**EXERCISE:**
Each entry below is to be printed verbatim.

**RECORDS FOR THIS EXERCISE:**
- - - - - - -

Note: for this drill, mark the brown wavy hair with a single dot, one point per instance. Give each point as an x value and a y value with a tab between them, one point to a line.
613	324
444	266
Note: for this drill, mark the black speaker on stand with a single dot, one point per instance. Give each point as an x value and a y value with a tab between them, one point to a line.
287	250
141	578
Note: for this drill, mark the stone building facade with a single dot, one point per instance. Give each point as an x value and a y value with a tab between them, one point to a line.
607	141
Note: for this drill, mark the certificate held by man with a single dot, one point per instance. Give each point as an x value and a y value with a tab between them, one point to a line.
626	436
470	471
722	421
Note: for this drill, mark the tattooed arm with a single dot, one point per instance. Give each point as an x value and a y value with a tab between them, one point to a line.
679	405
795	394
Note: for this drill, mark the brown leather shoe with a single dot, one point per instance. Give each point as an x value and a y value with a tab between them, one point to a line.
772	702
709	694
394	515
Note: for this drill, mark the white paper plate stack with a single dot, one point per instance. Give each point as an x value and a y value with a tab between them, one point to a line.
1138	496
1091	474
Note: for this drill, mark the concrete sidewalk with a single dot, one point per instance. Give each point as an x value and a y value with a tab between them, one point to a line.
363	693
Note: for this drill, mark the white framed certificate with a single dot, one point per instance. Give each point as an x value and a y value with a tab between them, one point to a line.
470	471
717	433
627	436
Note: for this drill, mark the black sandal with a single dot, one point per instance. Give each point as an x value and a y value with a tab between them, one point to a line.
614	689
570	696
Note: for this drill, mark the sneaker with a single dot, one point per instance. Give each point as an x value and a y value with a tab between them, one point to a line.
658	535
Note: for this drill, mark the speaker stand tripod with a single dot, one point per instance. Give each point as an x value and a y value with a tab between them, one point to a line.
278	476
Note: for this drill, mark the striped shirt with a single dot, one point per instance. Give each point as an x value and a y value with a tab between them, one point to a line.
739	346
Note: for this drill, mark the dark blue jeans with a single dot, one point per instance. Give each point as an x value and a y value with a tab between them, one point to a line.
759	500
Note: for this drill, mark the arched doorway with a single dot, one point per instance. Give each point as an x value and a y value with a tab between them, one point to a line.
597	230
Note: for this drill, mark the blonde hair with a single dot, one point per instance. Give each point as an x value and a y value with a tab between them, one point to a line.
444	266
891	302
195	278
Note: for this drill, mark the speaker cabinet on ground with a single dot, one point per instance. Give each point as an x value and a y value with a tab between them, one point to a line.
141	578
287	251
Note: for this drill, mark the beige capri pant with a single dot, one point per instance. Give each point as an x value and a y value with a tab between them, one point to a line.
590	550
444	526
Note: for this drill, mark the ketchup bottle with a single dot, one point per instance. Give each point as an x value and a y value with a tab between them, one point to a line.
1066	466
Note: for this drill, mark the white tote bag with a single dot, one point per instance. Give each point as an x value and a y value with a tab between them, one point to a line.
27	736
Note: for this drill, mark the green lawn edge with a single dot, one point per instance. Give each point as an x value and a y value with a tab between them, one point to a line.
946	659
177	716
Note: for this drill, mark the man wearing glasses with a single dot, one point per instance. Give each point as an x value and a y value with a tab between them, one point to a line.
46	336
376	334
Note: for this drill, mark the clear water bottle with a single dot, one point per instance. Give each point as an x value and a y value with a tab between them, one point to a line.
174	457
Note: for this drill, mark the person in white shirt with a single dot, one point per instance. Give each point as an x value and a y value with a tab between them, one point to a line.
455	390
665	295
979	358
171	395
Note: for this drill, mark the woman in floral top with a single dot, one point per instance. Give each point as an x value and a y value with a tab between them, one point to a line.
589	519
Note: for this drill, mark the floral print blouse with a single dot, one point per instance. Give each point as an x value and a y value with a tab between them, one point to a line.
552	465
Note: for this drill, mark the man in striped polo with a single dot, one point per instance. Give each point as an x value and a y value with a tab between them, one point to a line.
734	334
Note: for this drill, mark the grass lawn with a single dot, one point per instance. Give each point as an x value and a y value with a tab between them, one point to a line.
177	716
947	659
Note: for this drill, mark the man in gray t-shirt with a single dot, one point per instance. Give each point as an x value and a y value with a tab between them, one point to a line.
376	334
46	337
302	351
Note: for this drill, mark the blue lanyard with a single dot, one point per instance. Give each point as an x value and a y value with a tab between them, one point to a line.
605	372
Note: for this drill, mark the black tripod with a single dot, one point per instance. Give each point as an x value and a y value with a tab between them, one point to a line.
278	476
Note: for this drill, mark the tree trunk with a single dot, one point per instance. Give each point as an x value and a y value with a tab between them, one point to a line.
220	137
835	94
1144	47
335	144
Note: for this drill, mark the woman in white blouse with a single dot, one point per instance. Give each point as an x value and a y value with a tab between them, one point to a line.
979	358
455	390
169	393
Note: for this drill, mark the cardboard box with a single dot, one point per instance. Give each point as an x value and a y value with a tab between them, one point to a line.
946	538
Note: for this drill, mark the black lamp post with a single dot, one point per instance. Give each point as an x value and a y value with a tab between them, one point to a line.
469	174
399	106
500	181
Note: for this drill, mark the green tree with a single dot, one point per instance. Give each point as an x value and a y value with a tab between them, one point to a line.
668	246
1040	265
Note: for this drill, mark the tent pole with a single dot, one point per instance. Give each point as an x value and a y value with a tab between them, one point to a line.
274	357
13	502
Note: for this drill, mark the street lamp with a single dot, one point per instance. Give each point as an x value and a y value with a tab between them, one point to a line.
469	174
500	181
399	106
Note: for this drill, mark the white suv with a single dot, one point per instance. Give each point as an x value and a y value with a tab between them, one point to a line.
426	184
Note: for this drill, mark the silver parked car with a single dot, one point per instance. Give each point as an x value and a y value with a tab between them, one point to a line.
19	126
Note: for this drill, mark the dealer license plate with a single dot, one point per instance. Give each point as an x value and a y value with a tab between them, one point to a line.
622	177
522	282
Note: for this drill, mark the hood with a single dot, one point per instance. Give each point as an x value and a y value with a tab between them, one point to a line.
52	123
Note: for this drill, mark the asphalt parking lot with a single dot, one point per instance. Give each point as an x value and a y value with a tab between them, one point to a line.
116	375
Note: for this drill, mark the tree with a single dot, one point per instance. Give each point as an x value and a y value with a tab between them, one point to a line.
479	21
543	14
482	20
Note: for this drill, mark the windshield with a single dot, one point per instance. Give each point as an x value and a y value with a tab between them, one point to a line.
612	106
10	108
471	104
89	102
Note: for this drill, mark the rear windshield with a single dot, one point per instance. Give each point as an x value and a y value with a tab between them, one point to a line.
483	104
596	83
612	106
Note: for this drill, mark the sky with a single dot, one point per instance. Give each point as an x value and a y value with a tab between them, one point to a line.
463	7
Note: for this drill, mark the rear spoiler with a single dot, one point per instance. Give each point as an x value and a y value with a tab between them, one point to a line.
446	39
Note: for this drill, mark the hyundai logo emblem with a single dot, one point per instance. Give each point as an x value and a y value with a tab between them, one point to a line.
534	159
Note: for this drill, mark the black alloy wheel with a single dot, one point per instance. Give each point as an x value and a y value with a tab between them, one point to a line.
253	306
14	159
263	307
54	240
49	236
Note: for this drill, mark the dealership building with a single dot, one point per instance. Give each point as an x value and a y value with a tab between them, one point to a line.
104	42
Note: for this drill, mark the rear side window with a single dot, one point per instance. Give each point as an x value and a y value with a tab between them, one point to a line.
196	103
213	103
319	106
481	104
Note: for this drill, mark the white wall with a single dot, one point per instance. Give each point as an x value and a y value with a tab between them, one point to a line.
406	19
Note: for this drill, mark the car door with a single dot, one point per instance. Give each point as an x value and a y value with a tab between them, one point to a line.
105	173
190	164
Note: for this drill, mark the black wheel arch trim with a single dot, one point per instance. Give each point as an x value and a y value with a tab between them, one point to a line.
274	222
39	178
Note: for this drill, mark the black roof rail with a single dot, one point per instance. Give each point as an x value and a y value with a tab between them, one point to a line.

- - - - - - -

**REPLY:**
Note: for this drill, mark the brown wavy hair with a single dot, one point per instance. Give each point as an x value and a y value with a tab between them, one point to a line.
613	324
444	266
Note: for this drill, mark the black speaker on stand with a single dot, one point per instance. Give each point as an x value and a y value with a tab between them, one point to a line.
287	250
141	578
Note: for this drill, mark the stone building facade with a single dot, one point per instance. Give each point as an x value and a y value with a tab between them, one point to a line.
607	141
Note: for this drill, mark the certificate held by man with a single dot, one point per instance. Give each point as an x value and a y value with a tab between them, one point to a line.
626	436
470	471
722	421
Note: for this drill, mark the tattooed arm with a single dot, one point per instance. Give each point as an x value and a y value with a tab between them, one point to a line.
679	405
795	394
Note: for this drill, mark the brown leather shoe with a single dot, one point per instance. Give each point as an x value and a y value with a tab between them, one point to a line.
772	702
709	694
394	515
Note: for this drill, mark the white paper plate stack with a single dot, one point per instance. Give each point as an x value and a y value with a tab between them, one point to a line.
1138	496
1091	474
Note: for this drill, mark the concrete sidewalk with a single dot, one point per instance. Give each point as an x value and a y value with a tab between them, one point to a line.
363	693
Note: for this drill, mark the white framed certificate with a single dot, one point per instance. Give each point as an x value and a y value with a tab between them, one point to a line.
470	471
717	433
627	436
Note: for this drill, mark the black sandal with a single dot, one point per instance. Give each point as an x value and a y value with a tab between them, one point to a line.
614	689
570	696
Note: for this drill, mark the sneaker with a single dot, one point per instance. Give each point as an x value and a y value with a tab between them, one point to a line.
658	535
Note: for this drill, mark the speaker stand tripod with a single dot, one point per instance. Give each point as an x value and a y value with a tab between them, one point to a line.
278	476
Note: for this drill, mark the striped shirt with a single dot, one point per instance. Give each point as an x value and a y value with a tab between them, one point to a line.
739	346
Note: for this drill, mark the dark blue jeans with a single dot, one point per instance. Give each point as an x value and a y value with a tab between them, one point to a line.
759	500
Note: for this drill, mark the arched doorway with a single dot, one point per instance. Give each point as an x value and a y value with a tab between them, one point to a line.
597	230
Note: for this drill, mark the blonde hair with a single dot, one point per instance. Give each point as an x value and a y value with a tab between them, one point to a line.
444	266
891	302
195	278
Note: for this drill, mark the speaker cabinet on ground with a single dot, one point per instance. Give each point as an x value and a y value with a tab between them, one point to a line.
141	578
287	251
Note: for this drill, mark the beige capri pant with a single dot, one point per instance. Give each point as an x value and a y value with a tab between them, one point to a line.
590	550
444	526
Note: for this drill, mark the ketchup bottle with a single dot, one point per instance. Give each point as an x value and a y value with a tab between them, one point to a line.
1066	466
Note: for this drill, mark the white tote bag with a single dot, one point per instance. Give each point as an x value and a y value with a tab between them, one point to a line.
27	736
Note: for this drill, mark the green lawn edge with a single dot, one point per instance. Give each point as an x value and a y value with a tab between them, one point to a line.
946	659
177	716
Note: for this drill, mark the man wearing glasses with a single dot, one point per instance. Give each point as an x value and a y value with a tab between them, one point to a line.
46	336
376	334
Note: for this drill, mark the clear water bottle with a single dot, one point per instance. Give each point as an x value and a y value with a tab between them, one point to a line.
174	457
Note: for this drill, mark the person in white shirt with a single dot, one point per instance. Give each point as an x value and a y value with a tab between them, one point to a line.
455	390
665	295
979	358
171	395
Note: for this drill, mark the woman in floral top with a single dot, one point per instance. Give each point as an x value and a y value with a tab between them, one point to a line.
589	519
Note: for this drill, mark the floral print blouse with a single dot, one point per instance. Give each point as an x value and a y value with a tab between them, one point to a line.
552	465
Note: for this drill, mark the man in striped polo with a single dot, one point per instance. Give each point as an x value and a y value with a tab between them, one point to a line.
734	334
Note: for this drill, mark the grass lawn with a single dot, one point per instance. Give each point as an x value and a y value with a tab between them, one point to a line.
177	716
947	659
Note: for this drill, mark the man in gray t-shirt with a single dot, one point per instance. Give each point as an x value and a y value with a tab between them, one point to a line.
376	334
46	337
302	351
Note: for this drill, mark the blue lanyard with a single dot, one point per instance. Give each point as an x value and a y value with a tab between them, one point to a line.
605	372
Note: for this drill, mark the black tripod with a single dot, one point per instance. Give each point as an x value and a y value with a tab between them, one point to a line.
278	476
Note: for this drill, mark the tree trunk with a single dot, one point per instance. Give each point as an x value and a y value with a tab between them, one point to a line.
220	137
835	94
1144	47
335	144
Note: for this drill, mark the woman in white blouse with a single dot, one point per instance. Give each point as an x value and a y value with a tab between them, one point to a line.
979	358
455	390
169	393
Note: for this drill, mark the cardboard box with a single dot, one point per instance. Give each point as an x value and a y value with a tab between them, one point to a line.
946	538
Note: for this drill, mark the black lamp post with a single dot, one point per instance. Give each point as an x value and a y value with a tab between them, one point to a line.
469	174
399	106
500	181
Note: for this drill, mark the green tree with a single dot, one point per instance. Give each point as an x value and a y value with a tab between them, one point to a line.
668	246
1040	265
Note: for this drill, mark the tent pole with a single dot, one point per instance. Give each point as an x value and a y value with a tab between them, one point to a line.
274	357
13	502
Note: for this drill, mark the street lamp with a single dot, one point per instance. Give each point as an x value and a y value with a tab between them, one point to a line.
469	174
500	181
399	106
Note: for this drill, mark the white suv with a single dot, one point per instance. Give each point as an x value and a y value with a tab between them, one point to a line.
426	184
Note: for this drill, mark the silver parked car with a single dot, one point per instance. Give each point as an x value and a y value with a tab between them, one point to a line.
19	126
Note: for this drill, mark the dealer license plate with a single dot, one point per instance. Give each point as an x value and a y value with a tab between them, one point to a line.
622	177
522	282
Note: for this drill, mark the hood with a single dot, one point per instance. Give each point as an x value and a y value with a tab between them, one point to a line.
52	123
Note: for this drill, mark the asphalt parking lot with a single dot, one point per instance. Give each point as an x value and a y value with a tab between them, one point to a line.
116	375
Note: for this drill, mark the tree with a single dot, one point per instance. Give each point as an x value and a y value with a tab between them, one point to a line.
479	21
543	14
482	20
Note: for this drill, mark the windshield with a single dot, one point per instance. Give each point as an x value and a y value with a tab between them, one point to a line.
612	106
10	108
471	104
89	102
Note: for this drill, mark the rear windshield with a single dot, one point per instance. Give each point as an x value and a y value with a tab between them, one point to a line.
483	104
596	83
612	106
Note: for this drill, mark the sky with a single dot, one point per instance. Give each point as an x value and a y value with a tab between them, one point to a line.
463	7
Note: for this drill, mark the rear spoiler with a single dot, one point per instance. Give each point as an x value and a y value with a tab between them, one point to a line.
446	39
Note: for this drill, mark the hyundai logo emblem with a single dot, one point per instance. Give each point as an x value and a y value with a tab between them, one point to a line.
534	159
Note: for this drill, mark the black alloy wheel with a single dot, one point per instance. Give each point as an x value and a y value with a tab between them, one point to a line.
253	306
14	159
263	307
54	240
49	236
Note: for this drill, mark the dealership building with a single dot, one point per instance. Give each point as an x value and a y value with a tab between them, one point to a line.
104	42
Note: for this drill, mark the rear side window with a single dot, one point per instance. Give each point as an x value and a y value with a tab between them, one point to a line.
196	103
213	103
319	106
481	104
Note: for this drill, mark the white wall with a single dot, one point per instance. Give each point as an x value and a y value with a tab between them, one point to a line.
406	19
Note: for this drill, mark the car door with a single dot, one point per instance. Give each point as an x value and a y value with a tab between them, one point to a line.
105	173
190	164
Note: for this drill, mark the black wheel arch trim with a single dot, one point per instance. Give each point as an x value and a y value with a tab between them, one point to a line.
274	222
39	178
Note: for this drill, mark the black roof rail with a single dot, one point per instance. Give each point as an x value and a y value with a tab between them, one point to a line.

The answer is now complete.